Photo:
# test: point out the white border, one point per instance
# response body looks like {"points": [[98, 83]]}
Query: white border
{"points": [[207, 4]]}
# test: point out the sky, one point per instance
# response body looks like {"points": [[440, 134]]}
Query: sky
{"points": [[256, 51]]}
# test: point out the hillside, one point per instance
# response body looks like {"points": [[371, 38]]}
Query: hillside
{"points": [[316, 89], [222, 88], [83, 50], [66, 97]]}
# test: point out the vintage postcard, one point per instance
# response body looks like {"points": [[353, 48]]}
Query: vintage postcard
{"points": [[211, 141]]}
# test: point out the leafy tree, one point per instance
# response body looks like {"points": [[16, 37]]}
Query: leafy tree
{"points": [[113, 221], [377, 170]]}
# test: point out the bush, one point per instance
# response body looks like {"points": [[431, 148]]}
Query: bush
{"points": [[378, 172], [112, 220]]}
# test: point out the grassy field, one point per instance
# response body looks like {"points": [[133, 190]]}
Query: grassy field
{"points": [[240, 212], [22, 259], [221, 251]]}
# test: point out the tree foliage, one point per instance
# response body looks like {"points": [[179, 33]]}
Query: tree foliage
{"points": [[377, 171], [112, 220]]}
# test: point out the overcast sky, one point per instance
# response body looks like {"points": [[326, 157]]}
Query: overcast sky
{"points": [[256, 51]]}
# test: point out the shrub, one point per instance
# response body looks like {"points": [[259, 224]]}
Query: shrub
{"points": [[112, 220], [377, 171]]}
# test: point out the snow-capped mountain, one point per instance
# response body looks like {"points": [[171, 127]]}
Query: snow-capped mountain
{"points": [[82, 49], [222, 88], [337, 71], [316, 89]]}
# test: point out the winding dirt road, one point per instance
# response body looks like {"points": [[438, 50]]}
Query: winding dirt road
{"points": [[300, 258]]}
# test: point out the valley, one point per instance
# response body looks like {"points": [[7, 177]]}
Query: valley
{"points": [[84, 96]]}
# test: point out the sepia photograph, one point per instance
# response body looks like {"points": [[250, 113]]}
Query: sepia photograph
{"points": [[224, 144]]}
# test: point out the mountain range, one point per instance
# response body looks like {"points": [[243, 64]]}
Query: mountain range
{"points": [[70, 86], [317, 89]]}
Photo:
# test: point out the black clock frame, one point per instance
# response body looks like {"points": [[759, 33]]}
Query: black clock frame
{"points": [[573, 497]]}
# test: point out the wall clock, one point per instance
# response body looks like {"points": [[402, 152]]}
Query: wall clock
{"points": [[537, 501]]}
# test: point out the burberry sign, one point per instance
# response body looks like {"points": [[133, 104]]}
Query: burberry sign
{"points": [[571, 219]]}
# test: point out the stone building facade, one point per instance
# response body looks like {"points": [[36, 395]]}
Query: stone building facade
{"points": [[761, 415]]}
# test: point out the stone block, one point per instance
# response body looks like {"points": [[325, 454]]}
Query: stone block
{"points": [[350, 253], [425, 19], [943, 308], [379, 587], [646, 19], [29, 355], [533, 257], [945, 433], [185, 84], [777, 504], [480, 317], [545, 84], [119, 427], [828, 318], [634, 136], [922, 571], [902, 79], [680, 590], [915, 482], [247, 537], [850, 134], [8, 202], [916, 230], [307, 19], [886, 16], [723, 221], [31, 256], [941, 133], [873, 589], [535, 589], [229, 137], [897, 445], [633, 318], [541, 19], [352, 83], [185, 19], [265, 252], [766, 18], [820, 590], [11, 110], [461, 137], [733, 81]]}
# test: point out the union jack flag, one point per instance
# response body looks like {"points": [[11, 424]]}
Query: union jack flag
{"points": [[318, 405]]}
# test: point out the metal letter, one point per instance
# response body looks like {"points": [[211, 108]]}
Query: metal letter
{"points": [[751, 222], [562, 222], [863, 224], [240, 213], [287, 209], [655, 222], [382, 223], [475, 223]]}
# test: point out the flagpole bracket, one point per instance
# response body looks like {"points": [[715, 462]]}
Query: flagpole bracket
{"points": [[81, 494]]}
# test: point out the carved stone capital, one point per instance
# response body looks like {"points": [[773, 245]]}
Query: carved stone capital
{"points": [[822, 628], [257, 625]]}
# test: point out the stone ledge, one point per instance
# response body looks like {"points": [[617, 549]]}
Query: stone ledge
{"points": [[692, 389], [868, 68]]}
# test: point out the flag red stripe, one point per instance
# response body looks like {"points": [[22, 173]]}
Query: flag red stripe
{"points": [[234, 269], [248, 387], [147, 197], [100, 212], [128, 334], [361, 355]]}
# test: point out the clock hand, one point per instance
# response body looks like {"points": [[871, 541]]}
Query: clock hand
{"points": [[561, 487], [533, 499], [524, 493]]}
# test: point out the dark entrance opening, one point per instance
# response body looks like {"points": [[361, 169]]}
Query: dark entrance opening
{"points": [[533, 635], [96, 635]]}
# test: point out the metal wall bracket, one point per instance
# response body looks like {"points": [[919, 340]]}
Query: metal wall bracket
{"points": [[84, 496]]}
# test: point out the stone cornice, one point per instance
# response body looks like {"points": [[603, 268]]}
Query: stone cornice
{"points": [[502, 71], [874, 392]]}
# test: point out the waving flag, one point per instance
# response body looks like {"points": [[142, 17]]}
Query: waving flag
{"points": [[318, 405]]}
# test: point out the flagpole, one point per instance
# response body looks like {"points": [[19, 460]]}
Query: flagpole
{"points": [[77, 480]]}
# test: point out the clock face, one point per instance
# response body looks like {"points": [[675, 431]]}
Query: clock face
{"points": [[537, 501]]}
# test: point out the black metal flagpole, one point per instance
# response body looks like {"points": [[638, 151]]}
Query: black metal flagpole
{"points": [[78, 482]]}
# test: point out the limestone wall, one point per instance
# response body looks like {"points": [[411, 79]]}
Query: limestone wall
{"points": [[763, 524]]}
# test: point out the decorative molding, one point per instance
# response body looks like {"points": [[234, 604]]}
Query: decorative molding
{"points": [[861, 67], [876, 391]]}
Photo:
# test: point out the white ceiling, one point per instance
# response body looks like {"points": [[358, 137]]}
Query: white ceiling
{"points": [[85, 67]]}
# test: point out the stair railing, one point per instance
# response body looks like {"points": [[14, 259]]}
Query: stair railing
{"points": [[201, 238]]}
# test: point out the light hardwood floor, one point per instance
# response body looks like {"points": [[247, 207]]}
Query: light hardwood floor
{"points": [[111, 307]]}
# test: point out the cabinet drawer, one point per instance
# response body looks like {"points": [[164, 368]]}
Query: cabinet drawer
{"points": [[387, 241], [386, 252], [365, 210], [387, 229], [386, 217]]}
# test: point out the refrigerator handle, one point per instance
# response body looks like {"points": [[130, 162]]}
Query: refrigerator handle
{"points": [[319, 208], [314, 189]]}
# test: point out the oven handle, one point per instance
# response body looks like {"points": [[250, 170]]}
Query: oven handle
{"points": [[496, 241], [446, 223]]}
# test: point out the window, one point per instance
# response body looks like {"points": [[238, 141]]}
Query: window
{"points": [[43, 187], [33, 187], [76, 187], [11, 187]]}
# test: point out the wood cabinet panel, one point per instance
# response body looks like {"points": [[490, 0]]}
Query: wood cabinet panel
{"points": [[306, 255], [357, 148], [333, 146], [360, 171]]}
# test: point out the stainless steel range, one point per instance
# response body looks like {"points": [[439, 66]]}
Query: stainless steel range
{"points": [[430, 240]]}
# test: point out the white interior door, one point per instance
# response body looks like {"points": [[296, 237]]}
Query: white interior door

▸ **TO BE DONE**
Extract every entry above as it appears.

▸ **THE COMPLETED TASK**
Photo:
# test: point out the white border, one point per instance
# response body looks like {"points": [[98, 83]]}
Query: white border
{"points": [[207, 4]]}
# test: point out the sky, one point per instance
# response body looks like {"points": [[440, 134]]}
Query: sky
{"points": [[256, 51]]}
# test: point out the hillside, one point per instance
# response body looks like {"points": [[371, 38]]}
Query: hillside
{"points": [[316, 89], [222, 88], [83, 50], [66, 97]]}
# test: point out the vintage postcard, one point per instance
# response body looks like {"points": [[353, 48]]}
Query: vintage postcard
{"points": [[211, 141]]}
# test: point out the leafy tree, one point per instance
# response body looks like {"points": [[16, 37]]}
Query: leafy tree
{"points": [[113, 221], [377, 170]]}
# test: point out the bush, one point per instance
# response body looks like {"points": [[431, 148]]}
Query: bush
{"points": [[378, 172], [112, 220]]}
# test: point out the grassy field, one point per instance
# response body looks like {"points": [[133, 190]]}
Query: grassy field
{"points": [[240, 212], [22, 259], [221, 251]]}
# test: point out the tree foliage, one point per instance
# response body looks like {"points": [[179, 33]]}
Query: tree foliage
{"points": [[377, 171], [112, 220]]}
# test: point out the overcast sky, one point per instance
# response body looks like {"points": [[326, 157]]}
Query: overcast sky
{"points": [[256, 51]]}
# test: point out the shrub, one point per instance
# response body looks like {"points": [[259, 224]]}
Query: shrub
{"points": [[112, 220], [377, 171]]}
# test: point out the snow-capped mountain, one point per instance
# response body looks like {"points": [[171, 127]]}
Query: snow-capped mountain
{"points": [[82, 49], [222, 88], [337, 71], [316, 89]]}
# test: point out the winding dirt road, one point per instance
# response body looks like {"points": [[438, 50]]}
Query: winding dirt road
{"points": [[300, 258]]}
# test: point out the valley, one point per instance
# response body looks like {"points": [[7, 177]]}
Query: valley
{"points": [[84, 96]]}
# test: point out the sepia photograph, one point per instance
# response body looks like {"points": [[250, 113]]}
Query: sepia photograph
{"points": [[224, 144]]}
# test: point out the mountain range, one point per instance
# response body looks like {"points": [[243, 64]]}
Query: mountain range
{"points": [[70, 86], [317, 89]]}
Photo:
# test: point out the black clock frame, one point per instance
# response body looks like {"points": [[759, 33]]}
Query: black clock frame
{"points": [[573, 497]]}
# test: point out the wall clock, one point per instance
# response body looks like {"points": [[402, 152]]}
Query: wall clock
{"points": [[537, 501]]}
# test: point out the burberry sign, one point per instance
# response body looks like {"points": [[133, 104]]}
Query: burberry sign
{"points": [[571, 219]]}
# test: point out the stone building facade, one point per instance
# response body looks like {"points": [[36, 395]]}
Query: stone building facade
{"points": [[761, 415]]}
# test: point out the stone block, one point per instance
# response body looks like {"points": [[325, 454]]}
Query: stone block
{"points": [[350, 253], [425, 19], [943, 308], [379, 587], [646, 19], [29, 355], [533, 257], [945, 433], [185, 84], [777, 504], [480, 317], [545, 84], [119, 427], [828, 318], [634, 136], [922, 571], [902, 79], [680, 590], [915, 482], [247, 537], [850, 134], [8, 202], [916, 230], [307, 19], [886, 16], [723, 221], [31, 256], [941, 133], [873, 589], [535, 589], [229, 137], [897, 445], [633, 318], [541, 19], [352, 83], [185, 19], [265, 252], [766, 18], [820, 590], [11, 110], [461, 137], [733, 81]]}
# test: point out the union jack flag, one point per instance
# response body looks like {"points": [[11, 424]]}
Query: union jack flag
{"points": [[318, 405]]}
# test: point out the metal letter, one point per instance
# response body looks like {"points": [[211, 108]]}
Query: metal letter
{"points": [[751, 222], [562, 222], [863, 224], [240, 213], [287, 209], [655, 222], [382, 223], [475, 223]]}
# test: point out the flagpole bracket, one point per instance
# response body looks like {"points": [[715, 462]]}
Query: flagpole bracket
{"points": [[81, 494]]}
# test: point out the carved stone capital, one point per instance
# response body looks like {"points": [[773, 245]]}
Query: carved stone capital
{"points": [[822, 628], [257, 625]]}
# test: point out the stone ledge, one point per instance
# response body looks like {"points": [[617, 549]]}
Query: stone ledge
{"points": [[692, 389], [868, 68]]}
# test: point out the flag red stripe, one point per instance
# response body looks like {"points": [[22, 173]]}
Query: flag red stripe
{"points": [[234, 269], [248, 387], [147, 197], [100, 212], [128, 334], [361, 355]]}
# test: point out the clock hand, one point per instance
# response body looks like {"points": [[871, 541]]}
Query: clock hand
{"points": [[561, 487], [533, 499], [524, 493]]}
# test: point out the dark entrance opening, one point per instance
# response body looks like {"points": [[361, 169]]}
Query: dark entrance opening
{"points": [[533, 635], [96, 635]]}
# test: point out the metal wall bracket, one point per instance
# response body looks like {"points": [[919, 340]]}
Query: metal wall bracket
{"points": [[84, 496]]}
# test: point out the stone cornice, one point per instance
# response body looks like {"points": [[603, 268]]}
Query: stone cornice
{"points": [[502, 71], [874, 392]]}
# test: point out the waving flag, one point per instance
# response body looks like {"points": [[142, 17]]}
Query: waving flag
{"points": [[318, 405]]}
# test: point out the flagpole, one point per instance
# response body looks like {"points": [[19, 460]]}
Query: flagpole
{"points": [[77, 480]]}
# test: point out the clock face, one point per instance
# response body looks like {"points": [[675, 431]]}
Query: clock face
{"points": [[537, 501]]}
# test: point out the black metal flagpole, one point per instance
# response body looks like {"points": [[638, 151]]}
Query: black metal flagpole
{"points": [[78, 482]]}
# test: point out the limestone wall, one point per instance
# response body looks like {"points": [[411, 79]]}
Query: limestone wall
{"points": [[763, 524]]}
# test: point out the decorative molding, one point per instance
# response body looks like {"points": [[234, 604]]}
Query: decorative molding
{"points": [[861, 67], [876, 391]]}
Photo:
# test: point out the white ceiling, one point per instance
# response body looks like {"points": [[358, 137]]}
Query: white ceiling
{"points": [[85, 67]]}
# test: point out the stair railing, one point per instance
# response body looks like {"points": [[14, 259]]}
Query: stair railing
{"points": [[201, 238]]}
# test: point out the light hardwood floor, one point per instance
# response body looks like {"points": [[247, 207]]}
Query: light hardwood floor
{"points": [[111, 307]]}
# test: point out the cabinet drawer, one point per instance
# response body looks like {"points": [[164, 368]]}
Query: cabinet drawer
{"points": [[387, 241], [386, 252], [365, 210], [387, 229], [386, 217]]}
# test: point out the refrigerator handle, one point per instance
# response body looks like {"points": [[130, 162]]}
Query: refrigerator handle
{"points": [[319, 208], [314, 189]]}
# test: point out the oven handle, one point per instance
# response body looks like {"points": [[250, 170]]}
Query: oven handle
{"points": [[496, 241], [446, 223]]}
# test: point out the window, one point per instance
# response body looks like {"points": [[238, 141]]}
Query: window
{"points": [[43, 187], [33, 187], [76, 187], [11, 187]]}
# test: point out the wood cabinet panel, one point per instance
# response body looks like {"points": [[490, 0]]}
Query: wood cabinet panel
{"points": [[306, 255], [357, 148], [333, 146], [360, 171]]}
# test: point out the stainless steel range, one point per instance
# response body looks like {"points": [[439, 66]]}
Query: stainless steel range
{"points": [[430, 240]]}
# test: point out the white interior door, one point per instance
# response body looks like {"points": [[296, 237]]}
Query: white interior door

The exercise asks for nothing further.